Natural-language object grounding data
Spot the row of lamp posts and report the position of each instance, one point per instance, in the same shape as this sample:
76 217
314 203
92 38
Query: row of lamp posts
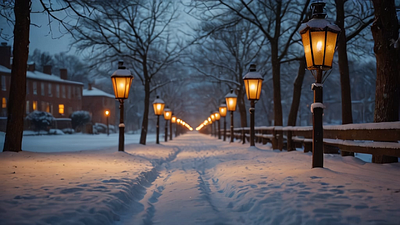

■ **Aim of the exercise**
Bring together all lines in the records where the word "lamp" is found.

■ **Answer to the problem**
Spot the row of lamp posts and report the position of each instance, one point per instance, in the same shape as this sample:
Query: row of lamp posts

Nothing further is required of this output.